Supplied records:

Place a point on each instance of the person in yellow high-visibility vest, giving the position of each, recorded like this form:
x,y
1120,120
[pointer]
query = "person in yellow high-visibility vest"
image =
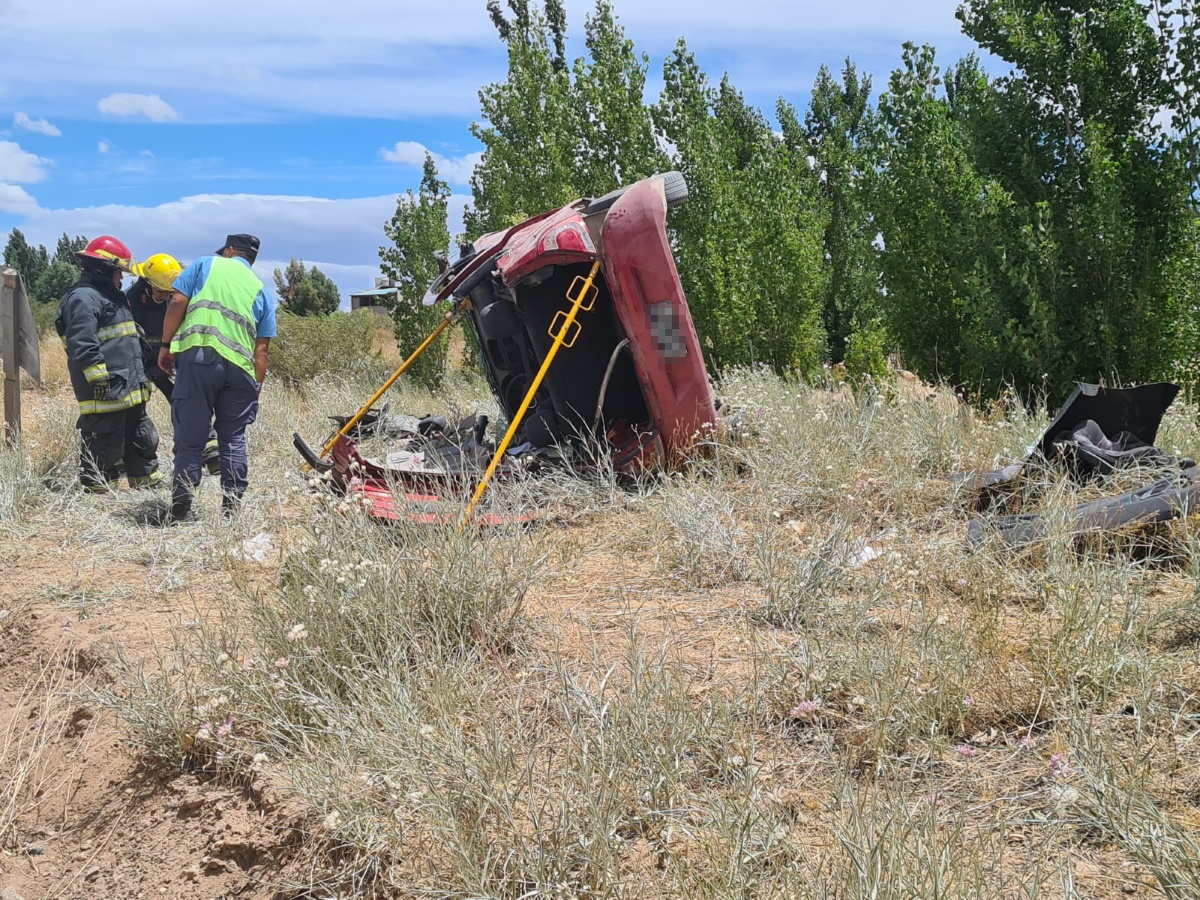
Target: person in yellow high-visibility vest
x,y
216,337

What needs to be done: Copy out every line of the material above precisely, omitting the pictures.

Completed exercise:
Place a point on each instance of the person in yellow high-visibility vest, giving the position of each, recorded like this form:
x,y
1120,120
[pointer]
query = "person in yellow high-visibility vest"
image =
Target: person in yellow high-visibility vest
x,y
216,337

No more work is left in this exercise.